Your tasks
1 > From the passage on old Dublin, return the stretch from "Here are images" through "city’s retail trade.", word for word.
2 > Name every street mentioned in the passage on old Dublin.

Article
⁂
Here are images of the clip-clop of Guinness drays, of thronged and opulent Corpus Christi processions, of penitential but sociable rounds of The Seven Churches on Holy Thursdays, of Jewish tailoring houses, of the gentle self-sufficiency of the Dublin Protestant – and of an intimate, impenetrable lingo spoken and understood only by those in the city’s retail trade.

 

In words and pictures, we learn about the closure of the fabled Frawley’s of Thomas Street –  a hugely emotional event for the staff and its heartbroken customers – about the ballroom of romance in the Broadway Café in O’Connell Street, about the blowing up of Nelson’s Pillar and the devastating fire in Power’s Distillery,  about Moore Street then and now, about the spread of the city into the ‘new Dublins’ of Finglas, Crumlin and beyond.
⁂
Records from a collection
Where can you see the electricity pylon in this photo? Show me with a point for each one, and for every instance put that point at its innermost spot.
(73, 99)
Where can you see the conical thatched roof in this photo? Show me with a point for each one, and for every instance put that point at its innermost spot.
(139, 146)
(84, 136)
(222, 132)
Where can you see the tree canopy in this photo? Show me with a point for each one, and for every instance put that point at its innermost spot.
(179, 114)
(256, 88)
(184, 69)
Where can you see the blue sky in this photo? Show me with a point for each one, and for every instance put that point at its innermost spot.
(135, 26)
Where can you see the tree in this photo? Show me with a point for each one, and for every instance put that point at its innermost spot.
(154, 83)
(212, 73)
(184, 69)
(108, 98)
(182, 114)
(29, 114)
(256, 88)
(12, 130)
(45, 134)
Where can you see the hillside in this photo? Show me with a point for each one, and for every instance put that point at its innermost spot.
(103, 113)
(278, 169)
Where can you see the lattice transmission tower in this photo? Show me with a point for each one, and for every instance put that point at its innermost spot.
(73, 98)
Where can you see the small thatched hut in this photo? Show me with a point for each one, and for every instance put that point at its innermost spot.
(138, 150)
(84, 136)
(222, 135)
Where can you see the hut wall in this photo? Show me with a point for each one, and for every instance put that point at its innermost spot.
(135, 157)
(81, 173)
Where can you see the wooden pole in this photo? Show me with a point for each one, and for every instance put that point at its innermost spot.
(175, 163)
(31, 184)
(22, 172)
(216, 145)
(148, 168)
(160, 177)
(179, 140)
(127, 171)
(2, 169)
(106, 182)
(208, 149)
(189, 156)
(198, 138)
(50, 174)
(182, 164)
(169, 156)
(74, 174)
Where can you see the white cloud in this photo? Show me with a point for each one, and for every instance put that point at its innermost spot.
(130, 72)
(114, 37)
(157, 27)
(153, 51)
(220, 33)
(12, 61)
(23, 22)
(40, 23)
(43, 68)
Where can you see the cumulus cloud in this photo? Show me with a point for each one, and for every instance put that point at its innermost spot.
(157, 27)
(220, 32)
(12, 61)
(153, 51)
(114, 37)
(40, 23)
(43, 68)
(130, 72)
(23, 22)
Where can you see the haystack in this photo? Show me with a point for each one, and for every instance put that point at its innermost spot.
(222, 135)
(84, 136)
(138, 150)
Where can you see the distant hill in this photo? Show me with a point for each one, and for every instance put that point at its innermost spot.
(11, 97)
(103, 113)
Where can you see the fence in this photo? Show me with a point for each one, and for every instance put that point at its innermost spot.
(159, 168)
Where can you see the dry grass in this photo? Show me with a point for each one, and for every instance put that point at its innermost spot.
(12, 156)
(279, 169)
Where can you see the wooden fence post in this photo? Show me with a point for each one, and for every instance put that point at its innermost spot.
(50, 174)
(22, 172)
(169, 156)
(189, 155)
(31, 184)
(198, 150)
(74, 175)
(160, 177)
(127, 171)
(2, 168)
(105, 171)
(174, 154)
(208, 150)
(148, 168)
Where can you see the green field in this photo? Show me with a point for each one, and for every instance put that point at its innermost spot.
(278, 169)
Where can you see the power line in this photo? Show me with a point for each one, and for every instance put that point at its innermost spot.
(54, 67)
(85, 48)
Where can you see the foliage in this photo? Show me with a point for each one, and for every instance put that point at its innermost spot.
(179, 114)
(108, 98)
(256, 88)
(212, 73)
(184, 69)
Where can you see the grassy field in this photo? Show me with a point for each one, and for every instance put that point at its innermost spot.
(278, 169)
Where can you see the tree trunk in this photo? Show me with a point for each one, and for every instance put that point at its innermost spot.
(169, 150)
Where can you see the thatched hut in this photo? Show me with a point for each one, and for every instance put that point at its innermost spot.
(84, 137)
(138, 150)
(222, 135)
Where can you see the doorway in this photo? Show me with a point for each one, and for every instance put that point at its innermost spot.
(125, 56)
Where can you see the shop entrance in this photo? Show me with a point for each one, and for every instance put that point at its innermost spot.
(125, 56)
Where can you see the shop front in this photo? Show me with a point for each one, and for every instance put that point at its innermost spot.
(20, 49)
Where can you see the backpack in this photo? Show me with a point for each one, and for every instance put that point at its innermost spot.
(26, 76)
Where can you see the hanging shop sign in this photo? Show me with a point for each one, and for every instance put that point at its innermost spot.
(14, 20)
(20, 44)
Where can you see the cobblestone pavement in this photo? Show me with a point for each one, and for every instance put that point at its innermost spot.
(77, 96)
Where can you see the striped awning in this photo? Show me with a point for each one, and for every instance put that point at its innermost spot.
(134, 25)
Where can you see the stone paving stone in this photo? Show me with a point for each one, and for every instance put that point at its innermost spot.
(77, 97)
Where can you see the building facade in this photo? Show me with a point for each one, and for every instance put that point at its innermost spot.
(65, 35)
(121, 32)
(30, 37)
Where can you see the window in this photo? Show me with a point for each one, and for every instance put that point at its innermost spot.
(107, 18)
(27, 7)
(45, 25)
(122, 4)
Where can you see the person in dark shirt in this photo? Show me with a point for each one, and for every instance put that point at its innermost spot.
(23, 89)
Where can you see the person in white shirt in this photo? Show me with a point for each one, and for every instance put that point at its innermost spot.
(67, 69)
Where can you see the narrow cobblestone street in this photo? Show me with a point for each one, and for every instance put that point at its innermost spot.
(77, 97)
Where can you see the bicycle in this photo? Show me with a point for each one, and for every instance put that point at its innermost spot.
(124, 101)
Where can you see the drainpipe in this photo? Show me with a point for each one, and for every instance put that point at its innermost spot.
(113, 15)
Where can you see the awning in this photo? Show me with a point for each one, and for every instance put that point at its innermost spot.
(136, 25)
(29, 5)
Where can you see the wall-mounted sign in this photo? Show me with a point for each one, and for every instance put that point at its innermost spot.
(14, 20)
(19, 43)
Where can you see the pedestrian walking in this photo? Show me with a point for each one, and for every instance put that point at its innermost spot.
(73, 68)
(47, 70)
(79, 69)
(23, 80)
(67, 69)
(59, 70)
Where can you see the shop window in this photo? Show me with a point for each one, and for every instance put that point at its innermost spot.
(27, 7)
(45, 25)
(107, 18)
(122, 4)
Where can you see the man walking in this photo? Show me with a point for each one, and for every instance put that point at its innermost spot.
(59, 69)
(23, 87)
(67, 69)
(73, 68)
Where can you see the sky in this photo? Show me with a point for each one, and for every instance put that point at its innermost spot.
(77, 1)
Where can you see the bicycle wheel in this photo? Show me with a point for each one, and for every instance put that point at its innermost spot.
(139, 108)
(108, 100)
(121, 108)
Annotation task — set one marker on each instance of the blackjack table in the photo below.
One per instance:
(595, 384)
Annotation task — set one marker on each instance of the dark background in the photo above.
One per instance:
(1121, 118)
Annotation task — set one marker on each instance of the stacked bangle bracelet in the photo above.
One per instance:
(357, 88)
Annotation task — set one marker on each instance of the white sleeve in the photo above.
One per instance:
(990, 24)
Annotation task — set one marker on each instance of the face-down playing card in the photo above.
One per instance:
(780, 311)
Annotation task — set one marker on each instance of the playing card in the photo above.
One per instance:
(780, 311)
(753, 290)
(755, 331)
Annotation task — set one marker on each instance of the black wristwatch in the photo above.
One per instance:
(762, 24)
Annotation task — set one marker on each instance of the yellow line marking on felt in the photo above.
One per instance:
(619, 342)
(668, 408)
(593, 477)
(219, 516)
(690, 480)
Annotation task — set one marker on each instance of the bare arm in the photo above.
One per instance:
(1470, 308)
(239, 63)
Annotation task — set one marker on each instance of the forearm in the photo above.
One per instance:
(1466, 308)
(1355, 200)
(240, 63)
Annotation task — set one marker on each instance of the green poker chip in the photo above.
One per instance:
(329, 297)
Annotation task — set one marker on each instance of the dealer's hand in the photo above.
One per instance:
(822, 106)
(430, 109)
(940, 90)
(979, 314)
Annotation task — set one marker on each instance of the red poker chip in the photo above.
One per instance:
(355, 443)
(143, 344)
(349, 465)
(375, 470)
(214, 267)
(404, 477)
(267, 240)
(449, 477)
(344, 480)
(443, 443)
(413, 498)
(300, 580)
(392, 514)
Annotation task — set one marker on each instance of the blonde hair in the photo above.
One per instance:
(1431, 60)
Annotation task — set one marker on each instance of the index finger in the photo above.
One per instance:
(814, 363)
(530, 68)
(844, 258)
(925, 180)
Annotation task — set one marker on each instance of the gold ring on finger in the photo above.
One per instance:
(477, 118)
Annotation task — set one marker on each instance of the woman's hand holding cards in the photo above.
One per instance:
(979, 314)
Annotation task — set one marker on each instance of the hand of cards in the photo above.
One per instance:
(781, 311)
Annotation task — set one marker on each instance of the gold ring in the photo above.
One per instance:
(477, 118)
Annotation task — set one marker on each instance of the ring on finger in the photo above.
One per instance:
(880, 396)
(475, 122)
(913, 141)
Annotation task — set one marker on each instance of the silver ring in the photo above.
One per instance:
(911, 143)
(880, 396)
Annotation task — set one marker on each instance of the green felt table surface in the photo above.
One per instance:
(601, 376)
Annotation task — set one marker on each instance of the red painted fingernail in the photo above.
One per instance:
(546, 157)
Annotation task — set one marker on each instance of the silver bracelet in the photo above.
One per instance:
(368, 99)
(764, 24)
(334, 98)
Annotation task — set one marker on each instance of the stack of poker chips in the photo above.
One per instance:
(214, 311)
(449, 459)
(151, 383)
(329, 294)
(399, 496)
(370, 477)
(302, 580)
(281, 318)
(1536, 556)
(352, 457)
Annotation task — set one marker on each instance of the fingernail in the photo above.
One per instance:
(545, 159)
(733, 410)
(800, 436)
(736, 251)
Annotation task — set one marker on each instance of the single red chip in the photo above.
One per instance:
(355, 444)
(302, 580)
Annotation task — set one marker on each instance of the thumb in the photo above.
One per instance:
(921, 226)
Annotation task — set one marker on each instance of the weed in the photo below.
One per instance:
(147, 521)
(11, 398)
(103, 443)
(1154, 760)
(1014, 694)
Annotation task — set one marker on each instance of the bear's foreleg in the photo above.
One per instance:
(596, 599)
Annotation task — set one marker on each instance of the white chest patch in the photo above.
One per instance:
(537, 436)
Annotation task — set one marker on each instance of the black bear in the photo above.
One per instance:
⁂
Task-by-task solutions
1 >
Here are images of the clip-clop of Guinness drays, of thronged and opulent Corpus Christi processions, of penitential but sociable rounds of The Seven Churches on Holy Thursdays, of Jewish tailoring houses, of the gentle self-sufficiency of the Dublin Protestant – and of an intimate, impenetrable lingo spoken and understood only by those in the city’s retail trade.

2 >
Thomas Street
O'Connell Street
Moore Street